Conveniently, the end of my lease was coming up, and being a temp made saying "I'm outtie!" a lot easier. Plus, my parents have been living in the suburbs just outside of my favorite city for the last four years. While I was dreading moving in with them, it was a much better situation than where I was. Bruce Brazos (John Malcovich's character in the third Transformers movie) said it best: "First job out of college is critical. You either take the step down the correct career path, or you fall into a life-sucking abyss."
Since graduation, I'd had two jobs, both of them temporary
and neither having anything to do with my major. As a side-note, in the 9
months I spent in Oshkosh after
graduation, I was only employed for five of them. Rather than getting
stuck in Oshkosh ,
I decided to pack it in and start over.

Extracted material.

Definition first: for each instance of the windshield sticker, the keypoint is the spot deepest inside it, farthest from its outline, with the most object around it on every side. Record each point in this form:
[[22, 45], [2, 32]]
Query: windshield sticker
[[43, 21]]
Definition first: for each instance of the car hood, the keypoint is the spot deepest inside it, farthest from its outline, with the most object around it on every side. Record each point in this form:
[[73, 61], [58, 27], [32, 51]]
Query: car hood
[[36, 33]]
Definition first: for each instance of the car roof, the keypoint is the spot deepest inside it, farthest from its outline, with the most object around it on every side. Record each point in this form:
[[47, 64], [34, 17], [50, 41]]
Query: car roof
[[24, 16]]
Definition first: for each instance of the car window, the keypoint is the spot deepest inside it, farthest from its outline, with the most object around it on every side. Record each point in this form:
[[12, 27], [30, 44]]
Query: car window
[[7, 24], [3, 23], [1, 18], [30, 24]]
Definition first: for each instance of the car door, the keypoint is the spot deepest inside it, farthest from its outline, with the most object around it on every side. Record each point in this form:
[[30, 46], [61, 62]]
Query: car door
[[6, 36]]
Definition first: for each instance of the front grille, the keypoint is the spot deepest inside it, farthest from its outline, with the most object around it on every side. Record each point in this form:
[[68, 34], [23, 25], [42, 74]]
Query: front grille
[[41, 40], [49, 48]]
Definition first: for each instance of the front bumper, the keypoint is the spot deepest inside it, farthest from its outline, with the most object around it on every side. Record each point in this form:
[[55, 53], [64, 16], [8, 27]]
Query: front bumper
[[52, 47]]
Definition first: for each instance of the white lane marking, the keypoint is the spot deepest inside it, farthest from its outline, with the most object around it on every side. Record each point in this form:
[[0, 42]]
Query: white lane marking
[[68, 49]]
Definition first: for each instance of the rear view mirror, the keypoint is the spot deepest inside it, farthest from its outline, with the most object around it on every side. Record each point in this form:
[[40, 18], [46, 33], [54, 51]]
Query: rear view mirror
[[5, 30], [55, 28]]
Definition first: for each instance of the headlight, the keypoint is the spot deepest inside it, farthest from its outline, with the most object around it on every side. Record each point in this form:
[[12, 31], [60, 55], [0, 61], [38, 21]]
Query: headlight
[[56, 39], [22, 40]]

Exercise requirements.
- A) Lay out the entries as a Markdown table with columns Row and Line, starting at the line containing "Definition first: for each instance of the car window, the" and running through the last of the entries, both ends included, with blank lines omitted.
- B) Proceed with the account of leaving Oshkosh after graduation, picking up after its final sentence.

Results of the tasks.
- A)
| Row | Line |
|---|---|
| 1 | Definition first: for each instance of the car window, the keypoint is the spot deepest inside it, farthest from its outline, with the most object around it on every side. Record each point in this form: |
| 2 | [[12, 27], [30, 44]] |
| 3 | Query: car window |
| 4 | [[7, 24], [3, 23], [1, 18], [30, 24]] |
| 5 | Definition first: for each instance of the car door, the keypoint is the spot deepest inside it, farthest from its outline, with the most object around it on every side. Record each point in this form: |
| 6 | [[30, 46], [61, 62]] |
| 7 | Query: car door |
| 8 | [[6, 36]] |
| 9 | Definition first: for each instance of the front grille, the keypoint is the spot deepest inside it, farthest from its outline, with the most object around it on every side. Record each point in this form: |
| 10 | [[68, 34], [23, 25], [42, 74]] |
| 11 | Query: front grille |
| 12 | [[41, 40], [49, 48]] |
| 13 | Definition first: for each instance of the front bumper, the keypoint is the spot deepest inside it, farthest from its outline, with the most object around it on every side. Record each point in this form: |
| 14 | [[55, 53], [64, 16], [8, 27]] |
| 15 | Query: front bumper |
| 16 | [[52, 47]] |
| 17 | Definition first: for each instance of the white lane marking, the keypoint is the spot deepest inside it, farthest from its outline, with the most object around it on every side. Record each point in this form: |
| 18 | [[0, 42]] |
| 19 | Query: white lane marking |
| 20 | [[68, 49]] |
| 21 | Definition first: for each instance of the rear view mirror, the keypoint is the spot deepest inside it, farthest from its outline, with the most object around it on every side. Record each point in this form: |
| 22 | [[40, 18], [46, 33], [54, 51]] |
| 23 | Query: rear view mirror |
| 24 | [[5, 30], [55, 28]] |
| 25 | Definition first: for each instance of the headlight, the keypoint is the spot deepest inside it, farthest from its outline, with the most object around it on every side. Record each point in this form: |
| 26 | [[12, 31], [60, 55], [0, 61], [38, 21]] |
| 27 | Query: headlight |
| 28 | [[56, 39], [22, 40]] |

- B)
Considering I'm no stranger to relocation, I started making
mental lists of things to do, and I also prepared myself to tell my friends and
then-boyfriend, who I call Jigsaw. I wanted to call him Cowboy (he was raised
on a ranch in the boondocks of Winchester, and he came to me fully decked out
in a cowboy hat and boots, and he had that irresistible Southern gentleman
charm), but I found Jigsaw more fitting (punny!) because he truly completed my
life at that point in time, and calling him Cowboy didn't quite have the
affectionate tone I was grasping for. I was 5-months graduated, and I had
finally found a long-term (albeit temporary) position. In my three-part life,
(consisting of a steady income, shelter and love), I was only missing someone
to share my success with. Jigsaw pulled everything into place.
However, not very long into our whirlwind romance, major
deal-breaking disagreements began to surface. As I've previously stated, I had
no interest in staying in Oshkosh ,
the college town of 67,000 inhabitants. Completely the opposite, Jigsaw had no
interest in ever leaving Oshkosh .
At least not for a bigger city. He pined after the life his
newly-engaged sister was building with her fiancé. They had just purchased a
house in the boonies where their nearest neighbor was a good ten-minute walk.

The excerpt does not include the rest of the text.